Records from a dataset
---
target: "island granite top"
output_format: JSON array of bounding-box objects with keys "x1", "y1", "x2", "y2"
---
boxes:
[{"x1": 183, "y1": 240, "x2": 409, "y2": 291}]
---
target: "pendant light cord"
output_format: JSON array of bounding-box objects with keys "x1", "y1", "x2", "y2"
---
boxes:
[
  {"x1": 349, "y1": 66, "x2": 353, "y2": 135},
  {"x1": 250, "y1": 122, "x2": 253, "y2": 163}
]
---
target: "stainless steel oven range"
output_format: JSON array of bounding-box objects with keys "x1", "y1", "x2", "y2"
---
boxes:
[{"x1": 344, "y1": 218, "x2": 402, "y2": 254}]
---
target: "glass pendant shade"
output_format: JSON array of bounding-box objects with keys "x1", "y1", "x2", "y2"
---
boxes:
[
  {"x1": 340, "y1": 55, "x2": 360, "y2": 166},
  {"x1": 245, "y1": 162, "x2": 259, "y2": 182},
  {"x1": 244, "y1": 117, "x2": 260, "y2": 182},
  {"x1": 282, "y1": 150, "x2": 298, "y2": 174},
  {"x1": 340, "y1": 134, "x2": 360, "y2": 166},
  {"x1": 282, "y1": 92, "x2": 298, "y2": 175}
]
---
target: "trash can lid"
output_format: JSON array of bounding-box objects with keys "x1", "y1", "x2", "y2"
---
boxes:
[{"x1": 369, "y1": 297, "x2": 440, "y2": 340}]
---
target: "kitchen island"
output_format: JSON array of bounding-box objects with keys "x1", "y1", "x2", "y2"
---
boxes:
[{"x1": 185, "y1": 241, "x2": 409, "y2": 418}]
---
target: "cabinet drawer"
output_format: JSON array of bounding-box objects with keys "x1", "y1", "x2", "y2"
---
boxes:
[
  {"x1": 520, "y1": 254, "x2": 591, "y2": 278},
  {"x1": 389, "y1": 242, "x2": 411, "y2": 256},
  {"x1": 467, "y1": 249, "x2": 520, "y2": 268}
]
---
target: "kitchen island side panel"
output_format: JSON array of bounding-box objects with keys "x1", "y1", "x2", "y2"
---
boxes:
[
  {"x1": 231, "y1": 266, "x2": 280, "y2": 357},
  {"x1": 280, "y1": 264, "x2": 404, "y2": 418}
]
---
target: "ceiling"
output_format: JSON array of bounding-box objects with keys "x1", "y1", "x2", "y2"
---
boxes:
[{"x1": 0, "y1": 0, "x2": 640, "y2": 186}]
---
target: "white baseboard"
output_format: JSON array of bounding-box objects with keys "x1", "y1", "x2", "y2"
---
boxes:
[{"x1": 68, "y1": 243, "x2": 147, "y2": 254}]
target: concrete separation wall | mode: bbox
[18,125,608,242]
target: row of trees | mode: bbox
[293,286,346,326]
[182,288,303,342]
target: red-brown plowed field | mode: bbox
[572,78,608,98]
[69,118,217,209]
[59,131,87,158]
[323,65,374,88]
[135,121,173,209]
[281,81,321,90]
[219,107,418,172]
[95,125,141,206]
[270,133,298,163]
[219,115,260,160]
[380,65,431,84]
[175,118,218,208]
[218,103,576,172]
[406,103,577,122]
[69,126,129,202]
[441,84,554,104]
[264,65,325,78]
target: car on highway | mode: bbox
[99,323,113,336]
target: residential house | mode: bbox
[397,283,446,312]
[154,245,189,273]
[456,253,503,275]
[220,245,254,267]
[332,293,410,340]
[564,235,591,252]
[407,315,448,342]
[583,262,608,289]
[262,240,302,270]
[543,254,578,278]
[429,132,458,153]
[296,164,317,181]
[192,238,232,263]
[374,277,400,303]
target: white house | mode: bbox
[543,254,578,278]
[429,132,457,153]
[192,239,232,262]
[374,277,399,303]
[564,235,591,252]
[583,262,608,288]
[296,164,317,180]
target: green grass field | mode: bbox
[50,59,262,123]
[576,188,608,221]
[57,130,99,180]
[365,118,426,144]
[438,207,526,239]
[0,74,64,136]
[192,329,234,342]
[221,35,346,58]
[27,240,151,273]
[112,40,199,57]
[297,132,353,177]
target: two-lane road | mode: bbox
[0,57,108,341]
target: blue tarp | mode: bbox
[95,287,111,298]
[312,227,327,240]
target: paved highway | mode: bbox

— Given problem —
Each entry is to be returned in full, character for character.

— Full answer —
---
target: "island granite top"
output_format: JSON array of bounding-box objects with keys "x1", "y1", "x2", "y2"
---
boxes:
[{"x1": 183, "y1": 240, "x2": 409, "y2": 291}]
---
target: "pendant light cord"
output_format: JSON array of bounding-box objects with keys "x1", "y1", "x2", "y2"
---
boxes:
[
  {"x1": 349, "y1": 66, "x2": 353, "y2": 135},
  {"x1": 250, "y1": 122, "x2": 253, "y2": 163}
]
---
target: "stainless steel oven range"
output_format: JSON array of bounding-box objects with keys "x1", "y1", "x2", "y2"
---
boxes:
[{"x1": 344, "y1": 218, "x2": 402, "y2": 254}]
---
target: "glass pendant shade"
output_format: JSON array of bounding-box objects with keys "x1", "y1", "x2", "y2"
---
boxes:
[
  {"x1": 340, "y1": 55, "x2": 360, "y2": 166},
  {"x1": 245, "y1": 162, "x2": 259, "y2": 182},
  {"x1": 244, "y1": 117, "x2": 260, "y2": 182},
  {"x1": 282, "y1": 150, "x2": 298, "y2": 174},
  {"x1": 340, "y1": 134, "x2": 360, "y2": 166},
  {"x1": 282, "y1": 92, "x2": 298, "y2": 175}
]
---
target: "trash can lid"
output_format: JSON array of bounding-box objects with keys "x1", "y1", "x2", "y2"
---
boxes:
[{"x1": 369, "y1": 297, "x2": 440, "y2": 340}]
---
target: "kitchen island"
output_format: JSON array of bounding-box objects with keys "x1", "y1", "x2", "y2"
---
boxes:
[{"x1": 185, "y1": 241, "x2": 409, "y2": 418}]
---
target: "cabinet drawer"
output_format: JSON array of bounding-box objects with keys "x1", "y1", "x2", "y2"
---
boxes:
[
  {"x1": 520, "y1": 254, "x2": 591, "y2": 278},
  {"x1": 389, "y1": 242, "x2": 411, "y2": 256},
  {"x1": 467, "y1": 249, "x2": 520, "y2": 268}
]
---
target: "kitchen island side panel"
output_format: JSON array of bounding-box objects with keys "x1", "y1", "x2", "y2"
---
boxes:
[
  {"x1": 231, "y1": 266, "x2": 280, "y2": 357},
  {"x1": 280, "y1": 264, "x2": 404, "y2": 418}
]
---
target: "ceiling"
output_format: JSON array of bounding-box objects with keys "x1", "y1", "x2", "y2"
---
boxes:
[{"x1": 0, "y1": 0, "x2": 640, "y2": 186}]
---
target: "white baseboard"
output_format: JSON array of bounding-box objects with keys "x1", "y1", "x2", "y2"
---
boxes:
[{"x1": 68, "y1": 243, "x2": 147, "y2": 254}]
target: concrete separation wall | mode: bbox
[18,125,608,242]
target: row of trees | mode: bbox
[293,286,346,326]
[182,288,303,342]
target: red-brown plowed field | mode: bbox
[572,78,608,98]
[69,118,217,209]
[59,131,87,158]
[323,65,374,88]
[135,121,173,209]
[281,81,321,90]
[219,107,418,172]
[95,125,141,206]
[270,133,298,163]
[219,115,260,160]
[380,65,431,84]
[175,118,218,208]
[218,103,576,172]
[406,103,577,122]
[69,126,129,202]
[441,84,554,104]
[264,65,325,78]
target: car on highway | mode: bbox
[99,323,113,336]
target: residential house | mode: bbox
[397,283,446,312]
[154,245,189,273]
[456,253,503,275]
[220,245,254,267]
[332,293,410,340]
[564,235,591,252]
[407,315,448,342]
[583,262,608,289]
[262,240,302,270]
[543,254,578,278]
[429,132,458,153]
[296,164,317,181]
[192,238,232,263]
[374,277,400,303]
target: white house | mode: bbox
[543,254,578,278]
[429,132,457,153]
[192,239,232,262]
[374,277,399,303]
[564,235,591,252]
[583,262,608,288]
[296,164,317,180]
target: green grass field | mode: bbox
[50,59,262,123]
[576,188,608,221]
[57,130,99,180]
[365,118,426,144]
[438,207,526,239]
[0,74,64,136]
[192,329,234,342]
[221,35,346,58]
[27,240,151,273]
[112,40,199,57]
[297,132,353,177]
target: two-lane road | mode: bbox
[0,57,108,341]
target: blue tarp | mode: bbox
[95,287,111,298]
[312,227,327,240]
target: paved highway | mode: bbox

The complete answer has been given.